### Task objective
Would you reproduce the entries that follow exactly as they appear?
== Input records
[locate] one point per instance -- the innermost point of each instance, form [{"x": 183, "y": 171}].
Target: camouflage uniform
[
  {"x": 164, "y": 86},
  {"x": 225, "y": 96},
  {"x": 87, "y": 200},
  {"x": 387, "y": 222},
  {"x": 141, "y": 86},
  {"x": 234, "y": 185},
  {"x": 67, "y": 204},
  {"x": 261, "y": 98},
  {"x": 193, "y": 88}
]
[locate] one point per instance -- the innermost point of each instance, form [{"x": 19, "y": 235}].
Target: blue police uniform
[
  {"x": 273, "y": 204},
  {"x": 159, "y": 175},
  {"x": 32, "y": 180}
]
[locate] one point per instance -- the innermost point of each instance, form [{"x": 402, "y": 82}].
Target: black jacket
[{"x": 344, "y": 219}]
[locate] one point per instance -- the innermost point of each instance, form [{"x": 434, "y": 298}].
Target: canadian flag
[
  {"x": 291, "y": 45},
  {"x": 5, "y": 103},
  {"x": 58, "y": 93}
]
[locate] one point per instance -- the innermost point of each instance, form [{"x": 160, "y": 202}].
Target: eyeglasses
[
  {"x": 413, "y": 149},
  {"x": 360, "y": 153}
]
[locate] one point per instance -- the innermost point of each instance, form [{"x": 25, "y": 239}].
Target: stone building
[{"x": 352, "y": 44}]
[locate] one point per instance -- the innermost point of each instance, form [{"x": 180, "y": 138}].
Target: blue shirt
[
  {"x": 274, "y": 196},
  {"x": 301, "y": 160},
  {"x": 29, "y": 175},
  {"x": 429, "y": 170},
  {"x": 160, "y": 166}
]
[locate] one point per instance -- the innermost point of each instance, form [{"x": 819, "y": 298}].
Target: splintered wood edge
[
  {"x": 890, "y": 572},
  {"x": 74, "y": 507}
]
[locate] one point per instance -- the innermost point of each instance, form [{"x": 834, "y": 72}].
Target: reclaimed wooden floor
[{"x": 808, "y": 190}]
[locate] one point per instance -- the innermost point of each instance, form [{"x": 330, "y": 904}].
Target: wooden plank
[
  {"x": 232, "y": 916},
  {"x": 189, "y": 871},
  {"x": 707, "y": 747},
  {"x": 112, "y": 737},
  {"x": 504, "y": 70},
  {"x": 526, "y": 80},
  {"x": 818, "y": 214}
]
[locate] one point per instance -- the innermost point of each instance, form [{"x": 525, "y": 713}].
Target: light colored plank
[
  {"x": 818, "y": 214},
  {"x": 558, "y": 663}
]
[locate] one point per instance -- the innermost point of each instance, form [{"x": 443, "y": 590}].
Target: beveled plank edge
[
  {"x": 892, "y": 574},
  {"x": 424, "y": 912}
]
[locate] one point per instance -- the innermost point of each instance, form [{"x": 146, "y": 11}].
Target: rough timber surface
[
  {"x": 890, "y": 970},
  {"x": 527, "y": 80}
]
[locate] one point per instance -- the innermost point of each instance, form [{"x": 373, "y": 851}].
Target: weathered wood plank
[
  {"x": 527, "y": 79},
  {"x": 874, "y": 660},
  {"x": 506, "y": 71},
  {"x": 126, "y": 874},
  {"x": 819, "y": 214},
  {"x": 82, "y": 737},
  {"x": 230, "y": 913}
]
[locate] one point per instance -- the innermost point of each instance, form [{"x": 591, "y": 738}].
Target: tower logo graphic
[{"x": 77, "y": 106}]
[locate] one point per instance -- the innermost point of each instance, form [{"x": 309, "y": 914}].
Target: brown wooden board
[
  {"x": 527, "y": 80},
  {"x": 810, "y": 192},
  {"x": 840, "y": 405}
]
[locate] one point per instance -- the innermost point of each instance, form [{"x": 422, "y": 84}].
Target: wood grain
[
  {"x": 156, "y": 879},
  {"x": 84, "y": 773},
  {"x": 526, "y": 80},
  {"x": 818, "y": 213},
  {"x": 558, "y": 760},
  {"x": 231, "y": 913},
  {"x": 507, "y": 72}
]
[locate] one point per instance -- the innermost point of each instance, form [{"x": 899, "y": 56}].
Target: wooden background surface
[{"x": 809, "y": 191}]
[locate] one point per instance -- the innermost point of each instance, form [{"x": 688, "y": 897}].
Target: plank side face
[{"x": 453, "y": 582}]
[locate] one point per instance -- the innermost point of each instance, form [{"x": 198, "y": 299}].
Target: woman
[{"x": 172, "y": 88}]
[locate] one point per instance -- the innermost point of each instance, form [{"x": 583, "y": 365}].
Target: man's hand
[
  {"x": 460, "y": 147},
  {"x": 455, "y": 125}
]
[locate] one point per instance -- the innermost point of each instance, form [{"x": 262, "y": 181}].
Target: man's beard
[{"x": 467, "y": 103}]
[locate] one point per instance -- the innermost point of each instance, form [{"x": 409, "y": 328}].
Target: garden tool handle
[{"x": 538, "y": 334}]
====
### Exercise answer
[locate] one point per instance -- the innermost point of each instance, form [{"x": 183, "y": 171}].
Target: camouflage uniform
[
  {"x": 164, "y": 86},
  {"x": 225, "y": 96},
  {"x": 87, "y": 200},
  {"x": 387, "y": 222},
  {"x": 141, "y": 86},
  {"x": 234, "y": 185},
  {"x": 67, "y": 204},
  {"x": 261, "y": 98},
  {"x": 193, "y": 88}
]
[locate] one point per instance -- the innermost point of each instance, form [{"x": 19, "y": 235}].
Target: blue police uniform
[
  {"x": 273, "y": 204},
  {"x": 159, "y": 175},
  {"x": 32, "y": 180}
]
[locate] one point per instance -- the innermost point of each instance, form [{"x": 402, "y": 82}].
Target: black jacket
[{"x": 344, "y": 219}]
[locate] one point per instance -- the innermost point of each instance, form [{"x": 434, "y": 298}].
Target: canadian flag
[
  {"x": 291, "y": 45},
  {"x": 5, "y": 103},
  {"x": 58, "y": 93}
]
[locate] one point per instance -- the innermost point of each instance, form [{"x": 160, "y": 202}].
Target: eyeglasses
[
  {"x": 413, "y": 149},
  {"x": 360, "y": 153}
]
[locate] one point per instance -- the innermost point of each instance, form [{"x": 25, "y": 239}].
Target: stone building
[{"x": 352, "y": 44}]
[locate] one point per instance -- the innermost point of each instance, form [{"x": 180, "y": 138}].
Target: blue shirt
[
  {"x": 274, "y": 196},
  {"x": 301, "y": 160},
  {"x": 29, "y": 175},
  {"x": 429, "y": 170},
  {"x": 160, "y": 166}
]
[locate] one point per instance -- the innermost point of each instance, form [{"x": 819, "y": 298}].
Target: splintered wood edge
[
  {"x": 890, "y": 572},
  {"x": 74, "y": 507}
]
[locate] one point per instance -- the innermost point of each instance, form [{"x": 834, "y": 72}].
Target: reclaimed wooden floor
[{"x": 808, "y": 190}]
[locate] one point per instance -- the innermost point of each instance, form [{"x": 330, "y": 904}].
Target: wooden plank
[
  {"x": 232, "y": 916},
  {"x": 189, "y": 871},
  {"x": 707, "y": 747},
  {"x": 112, "y": 737},
  {"x": 504, "y": 70},
  {"x": 526, "y": 80},
  {"x": 818, "y": 214}
]
[locate] one point per instance -- the innermost point of each instance, form [{"x": 525, "y": 713}].
Target: light colored plank
[
  {"x": 818, "y": 214},
  {"x": 558, "y": 663}
]
[locate] one point per instance -- the innermost point of each instance, form [{"x": 443, "y": 590}].
Target: beveled plank edge
[
  {"x": 892, "y": 574},
  {"x": 424, "y": 912}
]
[locate] one point per instance -- the innermost point of each instance, form [{"x": 146, "y": 11}].
Target: rough timber surface
[
  {"x": 890, "y": 970},
  {"x": 527, "y": 80}
]
[locate] one point per instance -- the innermost point of each instance, form [{"x": 373, "y": 851}].
Target: weathered wood plank
[
  {"x": 527, "y": 79},
  {"x": 874, "y": 660},
  {"x": 506, "y": 71},
  {"x": 126, "y": 874},
  {"x": 819, "y": 214},
  {"x": 82, "y": 737},
  {"x": 230, "y": 913}
]
[locate] one point per instance -- the innermost point of each instance, form [{"x": 591, "y": 738}].
Target: tower logo graphic
[{"x": 77, "y": 106}]
[locate] one point per instance -- the innermost point of each instance, form [{"x": 309, "y": 914}].
Target: brown wooden board
[
  {"x": 527, "y": 80},
  {"x": 810, "y": 192},
  {"x": 840, "y": 405}
]
[locate] one point per instance -- the innermost point of each instance, form [{"x": 422, "y": 84}].
Target: wood grain
[
  {"x": 156, "y": 879},
  {"x": 84, "y": 773},
  {"x": 526, "y": 80},
  {"x": 818, "y": 213},
  {"x": 558, "y": 760},
  {"x": 231, "y": 913},
  {"x": 507, "y": 72}
]
[locate] one point per instance -- the innermost point of each instance, form [{"x": 899, "y": 56}].
Target: wooden background surface
[{"x": 809, "y": 191}]
[locate] one point per instance -- the innermost point of each instance, form [{"x": 688, "y": 897}].
Target: plank side face
[{"x": 453, "y": 582}]
[locate] one point per instance -- the innermost point of each instance, form [{"x": 198, "y": 299}].
Target: woman
[{"x": 172, "y": 88}]
[locate] one point per instance -- the innermost point of each instance, form [{"x": 583, "y": 365}].
Target: man's hand
[
  {"x": 460, "y": 147},
  {"x": 455, "y": 125}
]
[locate] one point per instance -- the innermost point of each instance, form [{"x": 262, "y": 181}].
Target: man's beard
[{"x": 467, "y": 103}]
[locate] one point per instance -- the innermost point of each instance, form [{"x": 409, "y": 328}].
Target: garden tool handle
[{"x": 538, "y": 334}]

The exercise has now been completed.